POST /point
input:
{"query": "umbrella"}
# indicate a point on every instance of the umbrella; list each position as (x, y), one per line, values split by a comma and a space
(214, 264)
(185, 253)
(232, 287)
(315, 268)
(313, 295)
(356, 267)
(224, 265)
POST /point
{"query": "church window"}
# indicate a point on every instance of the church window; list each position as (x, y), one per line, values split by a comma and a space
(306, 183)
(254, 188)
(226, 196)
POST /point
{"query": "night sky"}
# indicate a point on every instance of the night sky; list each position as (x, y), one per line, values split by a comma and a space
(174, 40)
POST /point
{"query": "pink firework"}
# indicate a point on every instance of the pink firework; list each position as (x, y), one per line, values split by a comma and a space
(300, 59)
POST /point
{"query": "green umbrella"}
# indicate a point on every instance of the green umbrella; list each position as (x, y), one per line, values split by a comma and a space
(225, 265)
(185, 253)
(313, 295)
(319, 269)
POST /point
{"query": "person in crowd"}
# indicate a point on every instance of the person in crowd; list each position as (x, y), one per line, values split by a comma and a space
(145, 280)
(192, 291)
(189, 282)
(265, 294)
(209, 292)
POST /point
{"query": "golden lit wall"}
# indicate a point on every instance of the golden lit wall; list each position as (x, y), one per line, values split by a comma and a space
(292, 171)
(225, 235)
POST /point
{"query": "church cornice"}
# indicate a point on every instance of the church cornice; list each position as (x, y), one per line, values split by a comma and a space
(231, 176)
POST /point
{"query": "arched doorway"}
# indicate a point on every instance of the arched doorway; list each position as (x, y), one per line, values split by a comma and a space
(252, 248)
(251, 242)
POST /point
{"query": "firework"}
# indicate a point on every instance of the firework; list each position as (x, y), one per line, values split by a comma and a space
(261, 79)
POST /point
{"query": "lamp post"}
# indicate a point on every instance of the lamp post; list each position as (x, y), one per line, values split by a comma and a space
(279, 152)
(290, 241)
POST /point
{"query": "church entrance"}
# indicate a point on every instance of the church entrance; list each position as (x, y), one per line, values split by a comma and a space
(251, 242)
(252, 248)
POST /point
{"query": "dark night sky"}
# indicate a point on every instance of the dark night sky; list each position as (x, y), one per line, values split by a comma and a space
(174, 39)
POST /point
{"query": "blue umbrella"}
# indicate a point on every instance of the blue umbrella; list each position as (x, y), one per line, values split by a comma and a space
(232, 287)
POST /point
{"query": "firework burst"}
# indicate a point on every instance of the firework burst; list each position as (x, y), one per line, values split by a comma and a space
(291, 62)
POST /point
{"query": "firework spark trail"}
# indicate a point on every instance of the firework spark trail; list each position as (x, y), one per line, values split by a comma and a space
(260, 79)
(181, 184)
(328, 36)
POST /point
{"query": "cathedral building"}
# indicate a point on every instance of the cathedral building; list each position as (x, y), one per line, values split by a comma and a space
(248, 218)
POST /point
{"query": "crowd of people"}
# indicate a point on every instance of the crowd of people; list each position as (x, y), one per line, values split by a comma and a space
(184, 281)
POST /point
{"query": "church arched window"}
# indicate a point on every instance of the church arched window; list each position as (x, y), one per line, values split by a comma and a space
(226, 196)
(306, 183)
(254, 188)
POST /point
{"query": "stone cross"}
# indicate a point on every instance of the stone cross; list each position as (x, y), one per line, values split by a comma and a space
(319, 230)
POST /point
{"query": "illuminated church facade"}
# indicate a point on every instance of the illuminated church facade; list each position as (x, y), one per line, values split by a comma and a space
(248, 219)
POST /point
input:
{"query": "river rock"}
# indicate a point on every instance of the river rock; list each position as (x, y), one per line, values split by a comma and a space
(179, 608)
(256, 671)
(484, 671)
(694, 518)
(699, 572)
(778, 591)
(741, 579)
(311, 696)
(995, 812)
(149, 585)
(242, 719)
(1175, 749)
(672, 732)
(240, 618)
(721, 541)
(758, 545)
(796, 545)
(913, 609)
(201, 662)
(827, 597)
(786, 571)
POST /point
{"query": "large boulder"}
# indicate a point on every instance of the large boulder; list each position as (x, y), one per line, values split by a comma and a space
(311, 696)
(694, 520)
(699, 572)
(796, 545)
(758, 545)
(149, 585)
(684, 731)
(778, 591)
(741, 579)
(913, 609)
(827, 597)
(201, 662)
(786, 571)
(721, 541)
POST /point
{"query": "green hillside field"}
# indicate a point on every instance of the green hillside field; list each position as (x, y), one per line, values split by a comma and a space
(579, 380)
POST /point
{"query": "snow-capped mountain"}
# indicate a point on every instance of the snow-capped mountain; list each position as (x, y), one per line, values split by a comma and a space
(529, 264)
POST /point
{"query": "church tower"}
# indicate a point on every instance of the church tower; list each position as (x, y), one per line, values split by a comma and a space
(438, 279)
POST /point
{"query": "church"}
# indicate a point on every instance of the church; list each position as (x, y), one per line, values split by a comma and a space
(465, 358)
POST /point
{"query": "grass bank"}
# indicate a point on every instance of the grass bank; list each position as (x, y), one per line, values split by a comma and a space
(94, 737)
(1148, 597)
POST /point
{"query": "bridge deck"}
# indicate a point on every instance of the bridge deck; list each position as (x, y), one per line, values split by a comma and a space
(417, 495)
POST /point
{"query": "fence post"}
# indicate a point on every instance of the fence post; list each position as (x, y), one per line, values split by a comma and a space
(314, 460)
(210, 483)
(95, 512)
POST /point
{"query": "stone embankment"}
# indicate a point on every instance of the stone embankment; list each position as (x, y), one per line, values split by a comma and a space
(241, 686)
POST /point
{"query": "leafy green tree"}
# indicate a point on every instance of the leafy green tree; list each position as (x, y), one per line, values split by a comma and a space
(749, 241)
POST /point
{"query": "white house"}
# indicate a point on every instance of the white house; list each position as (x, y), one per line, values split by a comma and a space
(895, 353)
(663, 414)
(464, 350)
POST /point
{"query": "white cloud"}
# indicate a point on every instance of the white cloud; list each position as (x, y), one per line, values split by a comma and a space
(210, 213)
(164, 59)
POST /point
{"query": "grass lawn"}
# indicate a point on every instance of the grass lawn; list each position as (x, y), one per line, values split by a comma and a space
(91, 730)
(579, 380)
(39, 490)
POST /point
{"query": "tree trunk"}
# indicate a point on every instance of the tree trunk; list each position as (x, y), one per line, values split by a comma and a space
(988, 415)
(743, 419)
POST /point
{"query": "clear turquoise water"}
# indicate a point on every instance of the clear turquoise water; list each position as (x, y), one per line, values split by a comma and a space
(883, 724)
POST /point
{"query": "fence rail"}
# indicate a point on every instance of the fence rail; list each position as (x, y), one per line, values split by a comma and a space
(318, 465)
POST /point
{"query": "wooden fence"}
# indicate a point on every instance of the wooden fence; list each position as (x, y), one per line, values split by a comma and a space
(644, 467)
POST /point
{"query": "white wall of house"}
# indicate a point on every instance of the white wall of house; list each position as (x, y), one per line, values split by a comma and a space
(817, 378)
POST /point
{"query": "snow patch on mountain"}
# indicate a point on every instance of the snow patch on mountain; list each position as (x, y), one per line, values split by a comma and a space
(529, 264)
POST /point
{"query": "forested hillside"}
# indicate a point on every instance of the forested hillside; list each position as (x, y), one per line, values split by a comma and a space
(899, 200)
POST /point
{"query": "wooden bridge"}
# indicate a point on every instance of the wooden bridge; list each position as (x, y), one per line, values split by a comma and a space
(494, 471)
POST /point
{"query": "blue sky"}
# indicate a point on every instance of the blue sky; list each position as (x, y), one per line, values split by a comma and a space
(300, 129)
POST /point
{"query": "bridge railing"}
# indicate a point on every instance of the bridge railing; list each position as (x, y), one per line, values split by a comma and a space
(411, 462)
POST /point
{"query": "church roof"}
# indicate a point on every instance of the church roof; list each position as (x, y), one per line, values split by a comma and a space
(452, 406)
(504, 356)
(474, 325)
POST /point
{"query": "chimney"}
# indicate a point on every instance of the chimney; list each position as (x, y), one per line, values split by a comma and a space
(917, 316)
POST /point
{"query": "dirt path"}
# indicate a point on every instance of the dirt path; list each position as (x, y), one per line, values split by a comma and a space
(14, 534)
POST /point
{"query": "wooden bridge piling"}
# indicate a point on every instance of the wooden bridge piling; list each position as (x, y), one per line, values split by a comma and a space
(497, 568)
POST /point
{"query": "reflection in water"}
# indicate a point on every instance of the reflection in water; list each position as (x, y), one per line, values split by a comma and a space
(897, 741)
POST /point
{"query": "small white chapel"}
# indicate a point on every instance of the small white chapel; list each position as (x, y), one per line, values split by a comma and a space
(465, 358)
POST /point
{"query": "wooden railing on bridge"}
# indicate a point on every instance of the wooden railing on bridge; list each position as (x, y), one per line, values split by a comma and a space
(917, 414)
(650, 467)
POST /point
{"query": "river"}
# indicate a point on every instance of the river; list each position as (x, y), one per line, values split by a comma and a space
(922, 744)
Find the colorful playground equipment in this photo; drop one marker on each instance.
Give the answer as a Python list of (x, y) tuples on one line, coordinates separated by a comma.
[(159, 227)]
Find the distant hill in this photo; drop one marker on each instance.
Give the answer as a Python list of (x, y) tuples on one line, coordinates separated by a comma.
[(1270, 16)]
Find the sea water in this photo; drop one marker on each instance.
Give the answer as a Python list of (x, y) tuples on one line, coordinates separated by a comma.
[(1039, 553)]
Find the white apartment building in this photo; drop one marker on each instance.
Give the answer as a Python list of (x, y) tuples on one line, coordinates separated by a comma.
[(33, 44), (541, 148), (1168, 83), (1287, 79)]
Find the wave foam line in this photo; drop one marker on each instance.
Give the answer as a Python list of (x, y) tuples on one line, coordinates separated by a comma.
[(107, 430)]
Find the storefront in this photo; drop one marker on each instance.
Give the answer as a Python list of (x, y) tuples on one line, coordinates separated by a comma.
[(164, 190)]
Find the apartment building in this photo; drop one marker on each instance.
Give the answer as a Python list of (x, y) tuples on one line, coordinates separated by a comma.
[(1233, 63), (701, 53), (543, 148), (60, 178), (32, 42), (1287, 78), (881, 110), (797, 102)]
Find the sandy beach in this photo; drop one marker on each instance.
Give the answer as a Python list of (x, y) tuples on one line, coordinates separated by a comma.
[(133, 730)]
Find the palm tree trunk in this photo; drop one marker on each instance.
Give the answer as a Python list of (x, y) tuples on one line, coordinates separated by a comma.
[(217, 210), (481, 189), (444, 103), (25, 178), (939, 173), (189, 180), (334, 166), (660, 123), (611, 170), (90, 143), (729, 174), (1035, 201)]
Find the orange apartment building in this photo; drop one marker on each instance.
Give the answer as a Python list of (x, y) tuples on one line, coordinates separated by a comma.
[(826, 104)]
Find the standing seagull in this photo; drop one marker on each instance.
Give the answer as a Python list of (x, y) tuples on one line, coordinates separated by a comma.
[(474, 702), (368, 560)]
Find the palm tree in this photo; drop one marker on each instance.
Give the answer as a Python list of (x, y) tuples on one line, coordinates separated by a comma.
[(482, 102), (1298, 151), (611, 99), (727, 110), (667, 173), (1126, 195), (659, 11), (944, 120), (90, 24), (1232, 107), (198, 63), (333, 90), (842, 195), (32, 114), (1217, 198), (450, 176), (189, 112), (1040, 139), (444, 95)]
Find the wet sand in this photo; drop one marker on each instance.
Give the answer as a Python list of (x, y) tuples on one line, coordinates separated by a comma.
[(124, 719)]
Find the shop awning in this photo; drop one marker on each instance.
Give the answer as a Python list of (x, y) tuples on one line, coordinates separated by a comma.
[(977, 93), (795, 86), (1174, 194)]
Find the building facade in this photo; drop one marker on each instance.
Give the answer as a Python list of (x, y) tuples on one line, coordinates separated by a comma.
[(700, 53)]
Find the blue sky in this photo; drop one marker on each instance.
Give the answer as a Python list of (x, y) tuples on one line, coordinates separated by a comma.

*-*-*

INSTRUCTION:
Exactly reproduce the lines that run from the line with "Find the wet" through the last line of the records, inclusive.

FINAL ANSWER:
Find the wet sand in this photo; drop one marker on each instance.
Give the answer as a Python list of (x, y) tuples on one line, coordinates separated by a comma.
[(124, 719)]
Find the shop awning in this photo; drop one marker on each instance.
Give the answer as a Python list of (x, y) tuples on one line, coordinates separated by a comma.
[(977, 93), (795, 86), (1174, 194)]
Find the building facade in this photo; drop one marker on each instance.
Give the answer as a Python list of (x, y) tuples on one line, coordinates separated by a comma.
[(700, 53)]
Find the blue sky in this photo; drop one marker on each instance.
Give the answer as a Python list of (x, y) tuples on one line, coordinates separated by a comma.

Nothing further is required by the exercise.